== Segment start ==

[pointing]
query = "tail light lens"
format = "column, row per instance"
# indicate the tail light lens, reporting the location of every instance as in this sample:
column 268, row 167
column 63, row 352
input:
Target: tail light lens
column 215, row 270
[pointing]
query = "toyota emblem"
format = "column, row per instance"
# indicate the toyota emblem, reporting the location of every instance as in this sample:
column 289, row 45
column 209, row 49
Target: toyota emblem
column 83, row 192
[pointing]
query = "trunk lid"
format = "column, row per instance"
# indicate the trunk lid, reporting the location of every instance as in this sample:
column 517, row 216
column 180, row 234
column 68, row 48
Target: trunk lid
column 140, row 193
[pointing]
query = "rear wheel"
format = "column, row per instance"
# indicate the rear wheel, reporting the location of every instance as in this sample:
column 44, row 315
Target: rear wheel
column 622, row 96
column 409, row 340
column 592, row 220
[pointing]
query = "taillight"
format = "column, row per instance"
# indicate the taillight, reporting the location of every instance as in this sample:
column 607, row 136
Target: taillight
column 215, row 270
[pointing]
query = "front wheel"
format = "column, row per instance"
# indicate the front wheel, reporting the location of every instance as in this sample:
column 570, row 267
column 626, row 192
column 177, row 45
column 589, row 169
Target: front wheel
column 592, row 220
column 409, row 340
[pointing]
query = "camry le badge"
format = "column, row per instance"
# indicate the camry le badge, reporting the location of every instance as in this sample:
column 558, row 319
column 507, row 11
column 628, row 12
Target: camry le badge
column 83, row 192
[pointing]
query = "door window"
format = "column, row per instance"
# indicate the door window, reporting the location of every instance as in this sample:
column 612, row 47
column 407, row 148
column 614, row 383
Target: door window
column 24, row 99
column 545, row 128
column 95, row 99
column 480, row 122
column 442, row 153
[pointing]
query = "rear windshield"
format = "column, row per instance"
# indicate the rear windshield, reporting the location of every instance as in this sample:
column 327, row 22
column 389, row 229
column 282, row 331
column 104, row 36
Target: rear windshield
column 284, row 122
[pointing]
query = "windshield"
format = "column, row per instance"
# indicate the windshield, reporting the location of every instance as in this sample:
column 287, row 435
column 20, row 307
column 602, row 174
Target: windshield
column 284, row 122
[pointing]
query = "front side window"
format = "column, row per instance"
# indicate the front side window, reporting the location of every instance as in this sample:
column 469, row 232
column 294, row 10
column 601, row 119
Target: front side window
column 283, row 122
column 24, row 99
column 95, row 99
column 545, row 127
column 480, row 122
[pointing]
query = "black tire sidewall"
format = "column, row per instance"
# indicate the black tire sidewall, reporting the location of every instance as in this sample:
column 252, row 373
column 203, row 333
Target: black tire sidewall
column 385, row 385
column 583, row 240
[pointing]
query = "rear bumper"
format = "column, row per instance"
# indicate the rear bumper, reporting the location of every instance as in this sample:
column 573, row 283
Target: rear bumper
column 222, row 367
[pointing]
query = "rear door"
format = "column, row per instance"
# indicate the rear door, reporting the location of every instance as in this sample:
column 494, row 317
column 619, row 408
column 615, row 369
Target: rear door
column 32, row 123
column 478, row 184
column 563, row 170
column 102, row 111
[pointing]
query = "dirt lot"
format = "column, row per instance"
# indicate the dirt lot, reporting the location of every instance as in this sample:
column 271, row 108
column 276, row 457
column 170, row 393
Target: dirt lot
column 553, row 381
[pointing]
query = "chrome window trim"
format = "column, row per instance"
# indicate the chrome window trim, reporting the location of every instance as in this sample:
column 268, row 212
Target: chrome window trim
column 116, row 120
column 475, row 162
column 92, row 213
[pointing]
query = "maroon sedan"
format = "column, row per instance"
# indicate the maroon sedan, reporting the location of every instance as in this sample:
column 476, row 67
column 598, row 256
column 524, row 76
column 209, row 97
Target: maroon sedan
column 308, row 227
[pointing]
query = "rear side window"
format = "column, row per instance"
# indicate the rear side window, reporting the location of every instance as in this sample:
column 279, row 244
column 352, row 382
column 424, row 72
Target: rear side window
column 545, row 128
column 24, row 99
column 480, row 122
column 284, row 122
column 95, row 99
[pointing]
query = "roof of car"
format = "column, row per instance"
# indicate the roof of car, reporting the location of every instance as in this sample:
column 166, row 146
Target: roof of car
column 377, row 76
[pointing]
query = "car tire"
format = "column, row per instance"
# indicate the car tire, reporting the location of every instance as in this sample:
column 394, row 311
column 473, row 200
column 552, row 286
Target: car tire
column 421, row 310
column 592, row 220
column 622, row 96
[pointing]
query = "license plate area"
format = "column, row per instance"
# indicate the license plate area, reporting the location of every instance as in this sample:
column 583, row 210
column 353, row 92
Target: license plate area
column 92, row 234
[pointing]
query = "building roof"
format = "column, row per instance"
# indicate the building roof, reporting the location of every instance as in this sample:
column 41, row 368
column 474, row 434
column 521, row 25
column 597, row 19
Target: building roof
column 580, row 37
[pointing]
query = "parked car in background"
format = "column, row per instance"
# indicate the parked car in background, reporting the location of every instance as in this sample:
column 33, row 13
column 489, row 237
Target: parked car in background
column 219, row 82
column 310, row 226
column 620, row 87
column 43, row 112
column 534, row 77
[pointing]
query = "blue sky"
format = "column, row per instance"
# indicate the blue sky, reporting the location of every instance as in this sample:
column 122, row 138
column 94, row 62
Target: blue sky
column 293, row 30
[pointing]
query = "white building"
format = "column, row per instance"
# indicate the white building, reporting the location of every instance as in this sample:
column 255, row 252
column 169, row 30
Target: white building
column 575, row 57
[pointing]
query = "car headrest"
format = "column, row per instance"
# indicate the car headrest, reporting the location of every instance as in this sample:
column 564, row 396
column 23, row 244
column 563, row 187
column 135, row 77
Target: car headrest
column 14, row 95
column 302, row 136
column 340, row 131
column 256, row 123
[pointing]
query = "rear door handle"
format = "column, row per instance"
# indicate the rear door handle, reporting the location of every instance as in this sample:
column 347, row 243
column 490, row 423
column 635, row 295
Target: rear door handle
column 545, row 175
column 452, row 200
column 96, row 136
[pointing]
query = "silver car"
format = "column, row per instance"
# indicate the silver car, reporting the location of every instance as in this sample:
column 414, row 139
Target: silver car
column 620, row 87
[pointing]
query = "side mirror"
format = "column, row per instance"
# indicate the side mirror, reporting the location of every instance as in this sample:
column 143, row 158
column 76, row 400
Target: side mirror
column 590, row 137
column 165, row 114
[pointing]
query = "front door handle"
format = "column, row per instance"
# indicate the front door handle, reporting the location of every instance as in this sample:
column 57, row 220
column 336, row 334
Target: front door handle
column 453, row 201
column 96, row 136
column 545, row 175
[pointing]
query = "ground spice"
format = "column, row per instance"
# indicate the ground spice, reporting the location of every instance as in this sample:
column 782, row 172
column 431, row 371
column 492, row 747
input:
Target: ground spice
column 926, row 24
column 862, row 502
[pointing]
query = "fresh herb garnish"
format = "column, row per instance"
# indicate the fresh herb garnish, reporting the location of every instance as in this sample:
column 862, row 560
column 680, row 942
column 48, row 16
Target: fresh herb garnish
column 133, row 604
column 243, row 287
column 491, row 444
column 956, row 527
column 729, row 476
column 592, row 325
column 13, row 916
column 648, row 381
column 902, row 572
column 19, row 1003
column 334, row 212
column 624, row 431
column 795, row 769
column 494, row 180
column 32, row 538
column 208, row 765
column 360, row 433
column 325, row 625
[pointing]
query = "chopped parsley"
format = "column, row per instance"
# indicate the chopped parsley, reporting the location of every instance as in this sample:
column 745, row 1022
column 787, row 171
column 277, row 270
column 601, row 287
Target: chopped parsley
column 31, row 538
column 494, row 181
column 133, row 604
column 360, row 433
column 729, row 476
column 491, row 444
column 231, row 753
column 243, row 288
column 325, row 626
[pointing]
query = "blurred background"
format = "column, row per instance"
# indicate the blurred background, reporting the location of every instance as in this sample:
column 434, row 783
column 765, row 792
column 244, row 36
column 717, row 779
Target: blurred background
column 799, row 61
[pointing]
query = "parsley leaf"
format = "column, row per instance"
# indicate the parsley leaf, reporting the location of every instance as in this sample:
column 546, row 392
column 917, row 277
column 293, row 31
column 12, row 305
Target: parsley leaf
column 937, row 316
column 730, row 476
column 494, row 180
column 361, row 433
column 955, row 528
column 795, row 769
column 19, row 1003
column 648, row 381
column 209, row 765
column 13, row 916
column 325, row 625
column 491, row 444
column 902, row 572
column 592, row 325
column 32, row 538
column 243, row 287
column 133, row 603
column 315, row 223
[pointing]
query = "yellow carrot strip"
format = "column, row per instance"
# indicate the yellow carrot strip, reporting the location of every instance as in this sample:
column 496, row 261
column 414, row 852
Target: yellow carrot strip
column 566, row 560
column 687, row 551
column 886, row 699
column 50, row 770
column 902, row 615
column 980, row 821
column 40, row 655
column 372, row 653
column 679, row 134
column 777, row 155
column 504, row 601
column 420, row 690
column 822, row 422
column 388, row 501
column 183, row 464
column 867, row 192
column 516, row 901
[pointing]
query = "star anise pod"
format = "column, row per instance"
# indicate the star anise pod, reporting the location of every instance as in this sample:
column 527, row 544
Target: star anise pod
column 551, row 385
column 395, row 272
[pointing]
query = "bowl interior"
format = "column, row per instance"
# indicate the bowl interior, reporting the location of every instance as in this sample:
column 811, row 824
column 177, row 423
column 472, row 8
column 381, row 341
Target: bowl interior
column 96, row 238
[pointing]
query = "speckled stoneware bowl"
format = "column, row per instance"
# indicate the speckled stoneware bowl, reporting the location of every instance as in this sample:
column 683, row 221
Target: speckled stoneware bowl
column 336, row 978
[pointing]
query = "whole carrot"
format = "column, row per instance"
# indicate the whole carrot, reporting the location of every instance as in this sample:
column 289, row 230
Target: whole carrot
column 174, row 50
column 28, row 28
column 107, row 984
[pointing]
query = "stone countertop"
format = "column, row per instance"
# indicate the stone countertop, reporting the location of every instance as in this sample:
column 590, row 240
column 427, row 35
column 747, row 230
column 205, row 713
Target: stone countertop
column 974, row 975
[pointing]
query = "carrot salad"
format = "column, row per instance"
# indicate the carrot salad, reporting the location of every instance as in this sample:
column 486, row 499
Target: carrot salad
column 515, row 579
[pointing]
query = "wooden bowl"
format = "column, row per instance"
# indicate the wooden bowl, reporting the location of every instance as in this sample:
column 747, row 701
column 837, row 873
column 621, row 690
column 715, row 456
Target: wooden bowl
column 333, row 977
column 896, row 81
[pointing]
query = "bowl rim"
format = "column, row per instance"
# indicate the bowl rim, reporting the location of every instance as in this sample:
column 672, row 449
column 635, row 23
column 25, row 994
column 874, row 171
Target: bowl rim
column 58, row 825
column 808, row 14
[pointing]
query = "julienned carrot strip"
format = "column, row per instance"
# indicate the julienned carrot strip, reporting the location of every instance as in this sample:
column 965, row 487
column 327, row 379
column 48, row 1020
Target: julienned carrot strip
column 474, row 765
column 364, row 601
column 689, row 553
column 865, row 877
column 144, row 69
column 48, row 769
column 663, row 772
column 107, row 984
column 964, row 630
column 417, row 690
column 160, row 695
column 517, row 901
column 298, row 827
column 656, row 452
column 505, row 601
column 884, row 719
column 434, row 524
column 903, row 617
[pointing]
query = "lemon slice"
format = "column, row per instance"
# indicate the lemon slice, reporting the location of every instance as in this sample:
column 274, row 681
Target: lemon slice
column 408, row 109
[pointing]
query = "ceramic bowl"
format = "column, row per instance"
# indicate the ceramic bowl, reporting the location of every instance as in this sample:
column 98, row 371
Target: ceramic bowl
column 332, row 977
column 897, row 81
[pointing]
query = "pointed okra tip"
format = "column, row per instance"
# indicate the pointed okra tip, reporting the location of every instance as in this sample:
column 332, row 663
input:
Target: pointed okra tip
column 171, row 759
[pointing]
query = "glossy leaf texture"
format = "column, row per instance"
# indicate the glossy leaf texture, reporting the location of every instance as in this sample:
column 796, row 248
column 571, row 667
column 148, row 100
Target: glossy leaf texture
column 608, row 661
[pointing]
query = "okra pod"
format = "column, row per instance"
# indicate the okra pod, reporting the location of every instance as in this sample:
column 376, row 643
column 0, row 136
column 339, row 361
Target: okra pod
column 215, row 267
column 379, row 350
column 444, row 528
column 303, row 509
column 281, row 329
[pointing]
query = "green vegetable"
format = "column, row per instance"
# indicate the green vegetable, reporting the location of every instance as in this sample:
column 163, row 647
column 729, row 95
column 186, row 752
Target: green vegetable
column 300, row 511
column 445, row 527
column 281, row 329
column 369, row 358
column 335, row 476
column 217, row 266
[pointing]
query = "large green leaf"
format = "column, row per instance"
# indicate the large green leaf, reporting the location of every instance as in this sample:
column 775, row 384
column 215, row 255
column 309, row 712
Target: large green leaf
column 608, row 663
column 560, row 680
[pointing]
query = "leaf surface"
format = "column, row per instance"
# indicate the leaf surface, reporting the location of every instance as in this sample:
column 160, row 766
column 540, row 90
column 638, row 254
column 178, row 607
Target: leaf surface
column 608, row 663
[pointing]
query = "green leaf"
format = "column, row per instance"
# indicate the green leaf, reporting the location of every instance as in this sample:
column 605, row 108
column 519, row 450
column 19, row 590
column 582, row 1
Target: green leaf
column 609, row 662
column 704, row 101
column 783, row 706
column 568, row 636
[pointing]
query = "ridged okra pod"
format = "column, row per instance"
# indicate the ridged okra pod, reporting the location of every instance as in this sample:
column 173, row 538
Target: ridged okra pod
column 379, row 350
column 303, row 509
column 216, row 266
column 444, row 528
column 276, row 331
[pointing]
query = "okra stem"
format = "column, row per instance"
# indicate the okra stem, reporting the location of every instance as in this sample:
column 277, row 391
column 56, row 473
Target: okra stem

== Segment end ==

• Problem to solve: In the data above, repeat exactly each line from the first through the line that contains "column 614, row 383", and give nothing else.

• Written solution:
[pointing]
query = "tail light lens"
format = "column, row per instance"
# indicate the tail light lens, reporting the location of every instance as in this sample:
column 268, row 167
column 63, row 352
input:
Target: tail light lens
column 215, row 270
[pointing]
query = "toyota emblem"
format = "column, row per instance"
# indicate the toyota emblem, reporting the location of every instance as in this sample:
column 289, row 45
column 209, row 49
Target: toyota emblem
column 83, row 192
[pointing]
query = "trunk lid"
format = "column, row per instance"
# indicate the trunk lid, reporting the location of every instance as in this sample:
column 517, row 216
column 180, row 234
column 68, row 48
Target: trunk lid
column 140, row 193
[pointing]
query = "rear wheel"
format = "column, row per instance"
# indicate the rear wheel, reporting the location of every instance as in this sample:
column 44, row 315
Target: rear wheel
column 622, row 96
column 409, row 340
column 592, row 220
[pointing]
query = "taillight"
format = "column, row per instance"
# indicate the taillight, reporting the location of every instance as in this sample:
column 607, row 136
Target: taillight
column 215, row 270
[pointing]
query = "front wheel"
format = "column, row per instance"
# indicate the front wheel, reporting the location of every instance as in this sample:
column 570, row 267
column 626, row 192
column 177, row 45
column 589, row 169
Target: front wheel
column 592, row 220
column 409, row 340
[pointing]
query = "camry le badge"
format = "column, row per instance"
# indicate the camry le badge, reporting the location of every instance as in this sample:
column 558, row 319
column 507, row 11
column 628, row 12
Target: camry le badge
column 83, row 192
[pointing]
query = "door window"
format = "column, row per instance"
# indicate the door window, reporting the location of every instance as in this sample:
column 612, row 47
column 407, row 148
column 614, row 383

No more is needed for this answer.